■ **Prompt**
List all lines of the data that include the string "order".

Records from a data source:
+++

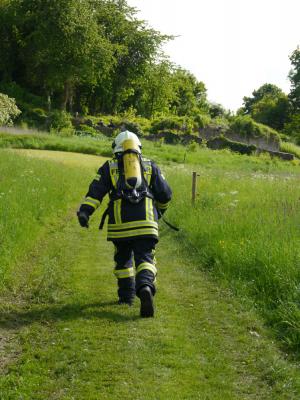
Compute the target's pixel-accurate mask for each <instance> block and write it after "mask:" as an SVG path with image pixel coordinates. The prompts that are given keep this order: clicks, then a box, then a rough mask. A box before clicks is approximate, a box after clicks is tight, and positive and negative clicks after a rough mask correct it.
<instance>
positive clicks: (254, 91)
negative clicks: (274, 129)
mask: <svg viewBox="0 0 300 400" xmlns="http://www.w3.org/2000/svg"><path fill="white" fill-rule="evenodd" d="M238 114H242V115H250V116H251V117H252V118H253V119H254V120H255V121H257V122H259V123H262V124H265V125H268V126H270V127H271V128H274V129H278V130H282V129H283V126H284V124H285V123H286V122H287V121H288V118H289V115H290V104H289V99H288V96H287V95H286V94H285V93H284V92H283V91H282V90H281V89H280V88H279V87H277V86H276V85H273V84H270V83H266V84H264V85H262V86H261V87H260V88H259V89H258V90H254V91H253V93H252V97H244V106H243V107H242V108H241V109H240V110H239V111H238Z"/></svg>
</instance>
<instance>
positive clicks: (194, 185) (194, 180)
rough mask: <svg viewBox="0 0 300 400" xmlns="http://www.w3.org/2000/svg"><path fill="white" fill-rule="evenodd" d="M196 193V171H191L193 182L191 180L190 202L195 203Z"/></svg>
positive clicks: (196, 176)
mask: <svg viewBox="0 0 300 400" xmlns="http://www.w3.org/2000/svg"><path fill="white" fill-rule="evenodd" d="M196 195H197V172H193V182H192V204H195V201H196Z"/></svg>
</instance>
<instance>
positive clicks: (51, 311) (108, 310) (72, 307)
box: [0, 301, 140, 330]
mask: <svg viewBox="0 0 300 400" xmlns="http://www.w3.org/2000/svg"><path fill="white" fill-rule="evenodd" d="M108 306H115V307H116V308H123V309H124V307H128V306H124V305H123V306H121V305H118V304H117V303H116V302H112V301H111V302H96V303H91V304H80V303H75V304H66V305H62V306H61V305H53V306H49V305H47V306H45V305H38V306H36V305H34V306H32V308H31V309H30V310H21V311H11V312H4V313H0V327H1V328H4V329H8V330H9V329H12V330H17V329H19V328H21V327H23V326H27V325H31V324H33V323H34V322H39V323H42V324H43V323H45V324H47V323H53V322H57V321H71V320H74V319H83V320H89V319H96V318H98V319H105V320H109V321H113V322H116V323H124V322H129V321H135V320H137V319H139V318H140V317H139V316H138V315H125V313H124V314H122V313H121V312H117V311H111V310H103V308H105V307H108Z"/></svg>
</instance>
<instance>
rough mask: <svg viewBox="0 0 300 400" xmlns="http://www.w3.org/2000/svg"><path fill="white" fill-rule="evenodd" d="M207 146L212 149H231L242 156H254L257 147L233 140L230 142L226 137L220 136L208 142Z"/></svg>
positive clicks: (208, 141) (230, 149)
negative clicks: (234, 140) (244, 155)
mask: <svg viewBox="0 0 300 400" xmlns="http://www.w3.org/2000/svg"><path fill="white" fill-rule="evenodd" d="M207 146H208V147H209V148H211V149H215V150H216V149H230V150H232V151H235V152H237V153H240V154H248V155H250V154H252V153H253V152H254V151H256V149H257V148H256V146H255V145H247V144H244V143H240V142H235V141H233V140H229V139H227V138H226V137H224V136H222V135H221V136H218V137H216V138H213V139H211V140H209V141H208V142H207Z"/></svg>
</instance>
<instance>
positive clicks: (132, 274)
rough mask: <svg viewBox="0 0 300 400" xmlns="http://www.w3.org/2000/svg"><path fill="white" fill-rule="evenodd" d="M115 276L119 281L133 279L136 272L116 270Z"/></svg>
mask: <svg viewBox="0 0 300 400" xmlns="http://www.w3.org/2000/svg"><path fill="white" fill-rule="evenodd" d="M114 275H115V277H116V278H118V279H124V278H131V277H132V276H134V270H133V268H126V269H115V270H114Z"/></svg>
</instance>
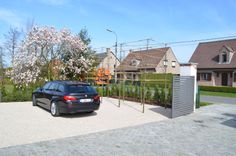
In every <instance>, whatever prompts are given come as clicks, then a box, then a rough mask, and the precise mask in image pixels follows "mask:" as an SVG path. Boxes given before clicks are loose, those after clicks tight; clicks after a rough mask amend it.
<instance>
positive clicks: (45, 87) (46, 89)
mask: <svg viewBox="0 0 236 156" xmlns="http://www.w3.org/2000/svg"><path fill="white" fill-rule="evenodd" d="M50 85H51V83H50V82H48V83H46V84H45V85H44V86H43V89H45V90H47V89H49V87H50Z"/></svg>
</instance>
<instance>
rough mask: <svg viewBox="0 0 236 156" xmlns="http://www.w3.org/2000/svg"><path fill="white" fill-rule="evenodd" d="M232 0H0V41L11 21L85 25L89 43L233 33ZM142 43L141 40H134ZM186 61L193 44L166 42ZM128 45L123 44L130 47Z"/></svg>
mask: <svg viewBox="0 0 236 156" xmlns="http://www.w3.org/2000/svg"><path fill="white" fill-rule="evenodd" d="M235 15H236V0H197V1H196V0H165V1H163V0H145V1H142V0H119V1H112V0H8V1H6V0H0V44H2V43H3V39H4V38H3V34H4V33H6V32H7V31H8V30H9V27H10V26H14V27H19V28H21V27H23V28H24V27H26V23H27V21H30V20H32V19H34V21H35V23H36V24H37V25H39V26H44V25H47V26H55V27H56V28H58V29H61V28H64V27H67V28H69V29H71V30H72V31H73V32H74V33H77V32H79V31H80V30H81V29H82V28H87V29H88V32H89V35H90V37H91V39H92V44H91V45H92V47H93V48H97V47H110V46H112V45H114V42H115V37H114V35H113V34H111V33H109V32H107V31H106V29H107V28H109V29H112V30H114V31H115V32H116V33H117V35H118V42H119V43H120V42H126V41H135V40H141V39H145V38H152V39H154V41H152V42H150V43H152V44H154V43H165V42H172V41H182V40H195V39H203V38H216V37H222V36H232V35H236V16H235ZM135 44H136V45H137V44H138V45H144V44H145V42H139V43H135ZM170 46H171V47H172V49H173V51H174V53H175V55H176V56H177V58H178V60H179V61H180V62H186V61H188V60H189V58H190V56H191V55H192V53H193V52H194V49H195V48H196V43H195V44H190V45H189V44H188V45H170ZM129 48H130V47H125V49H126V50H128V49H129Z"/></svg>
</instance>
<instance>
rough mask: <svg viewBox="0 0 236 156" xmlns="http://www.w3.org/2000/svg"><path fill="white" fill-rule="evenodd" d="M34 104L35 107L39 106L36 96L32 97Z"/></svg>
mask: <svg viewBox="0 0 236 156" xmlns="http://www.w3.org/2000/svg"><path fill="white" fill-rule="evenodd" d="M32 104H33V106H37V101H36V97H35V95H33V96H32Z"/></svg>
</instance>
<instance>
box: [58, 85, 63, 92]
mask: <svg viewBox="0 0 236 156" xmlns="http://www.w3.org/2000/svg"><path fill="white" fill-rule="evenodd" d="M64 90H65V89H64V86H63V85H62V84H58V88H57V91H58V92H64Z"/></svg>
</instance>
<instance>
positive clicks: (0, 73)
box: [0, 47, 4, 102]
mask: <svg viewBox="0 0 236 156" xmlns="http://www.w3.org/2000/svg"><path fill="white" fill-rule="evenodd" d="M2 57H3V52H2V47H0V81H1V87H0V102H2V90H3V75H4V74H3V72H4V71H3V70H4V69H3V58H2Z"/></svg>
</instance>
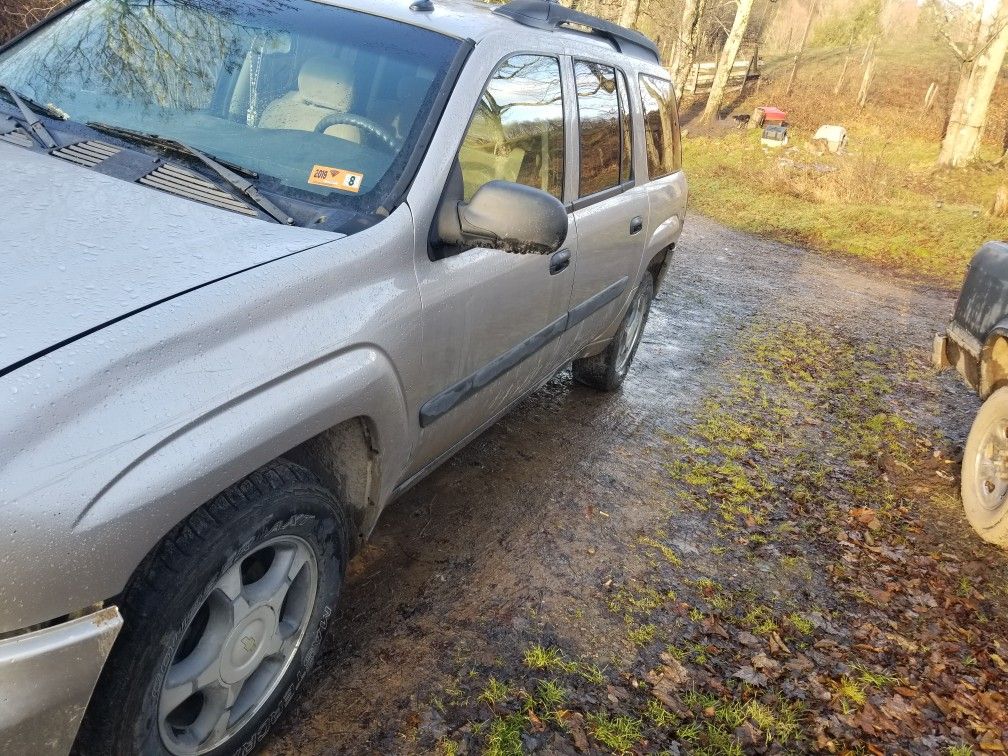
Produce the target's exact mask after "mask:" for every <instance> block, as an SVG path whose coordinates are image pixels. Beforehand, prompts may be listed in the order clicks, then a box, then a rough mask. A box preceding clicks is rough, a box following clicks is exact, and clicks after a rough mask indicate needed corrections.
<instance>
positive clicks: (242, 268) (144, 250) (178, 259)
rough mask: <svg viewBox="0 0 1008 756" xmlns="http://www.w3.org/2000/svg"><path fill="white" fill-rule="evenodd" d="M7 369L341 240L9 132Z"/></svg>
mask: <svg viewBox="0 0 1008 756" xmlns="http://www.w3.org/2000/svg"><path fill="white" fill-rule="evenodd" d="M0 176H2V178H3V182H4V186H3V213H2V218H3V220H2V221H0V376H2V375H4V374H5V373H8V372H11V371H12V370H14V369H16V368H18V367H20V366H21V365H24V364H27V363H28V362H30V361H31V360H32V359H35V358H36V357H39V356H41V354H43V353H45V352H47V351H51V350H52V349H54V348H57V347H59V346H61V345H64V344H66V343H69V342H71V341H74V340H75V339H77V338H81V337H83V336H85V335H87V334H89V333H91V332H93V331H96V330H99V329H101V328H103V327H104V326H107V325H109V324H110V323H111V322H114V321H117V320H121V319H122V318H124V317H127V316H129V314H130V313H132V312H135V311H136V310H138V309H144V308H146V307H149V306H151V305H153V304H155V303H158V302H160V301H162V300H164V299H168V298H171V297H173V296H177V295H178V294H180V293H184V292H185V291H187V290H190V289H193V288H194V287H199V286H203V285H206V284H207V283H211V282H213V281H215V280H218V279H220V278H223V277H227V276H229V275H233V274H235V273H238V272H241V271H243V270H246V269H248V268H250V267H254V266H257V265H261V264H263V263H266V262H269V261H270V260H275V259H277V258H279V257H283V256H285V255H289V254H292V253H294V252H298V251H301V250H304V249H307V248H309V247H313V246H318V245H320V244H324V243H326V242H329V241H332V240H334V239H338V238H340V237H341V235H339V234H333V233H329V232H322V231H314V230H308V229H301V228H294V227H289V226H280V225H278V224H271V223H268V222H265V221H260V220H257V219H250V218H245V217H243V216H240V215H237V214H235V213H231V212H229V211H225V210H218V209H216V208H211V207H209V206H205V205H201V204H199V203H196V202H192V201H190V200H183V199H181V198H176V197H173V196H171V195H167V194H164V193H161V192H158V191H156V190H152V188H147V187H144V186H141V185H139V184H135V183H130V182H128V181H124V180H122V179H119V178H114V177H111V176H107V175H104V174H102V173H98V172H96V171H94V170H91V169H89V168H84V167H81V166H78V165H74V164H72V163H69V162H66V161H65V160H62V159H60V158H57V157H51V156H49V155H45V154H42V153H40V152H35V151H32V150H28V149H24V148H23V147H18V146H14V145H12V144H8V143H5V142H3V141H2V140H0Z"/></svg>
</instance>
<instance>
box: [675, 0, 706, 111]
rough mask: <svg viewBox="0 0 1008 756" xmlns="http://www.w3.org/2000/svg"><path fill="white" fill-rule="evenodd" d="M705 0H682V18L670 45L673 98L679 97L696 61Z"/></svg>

+++

■ **Written solution**
Compute the target's pixel-accurate mask for each <instance> block and write it after "mask:" as an SVG path with image pixel coordinates. The prompts that are given keep this order: clicks, then a box, then a rough mask. A box before clicks is approximate, a box after clicks is tight, and positive and negative clicks after a rough mask correct it.
Produce the target's exact mask after "mask:" for every <instance> block, as an SVG path whose coordinates are image pixels. Beforehand, prompts may be listed in the order clicks, then a box, then a rough mask. A box preceding clicks is rough, a box following clicks is exact, and clicks after a rough mask indicate needed corrections.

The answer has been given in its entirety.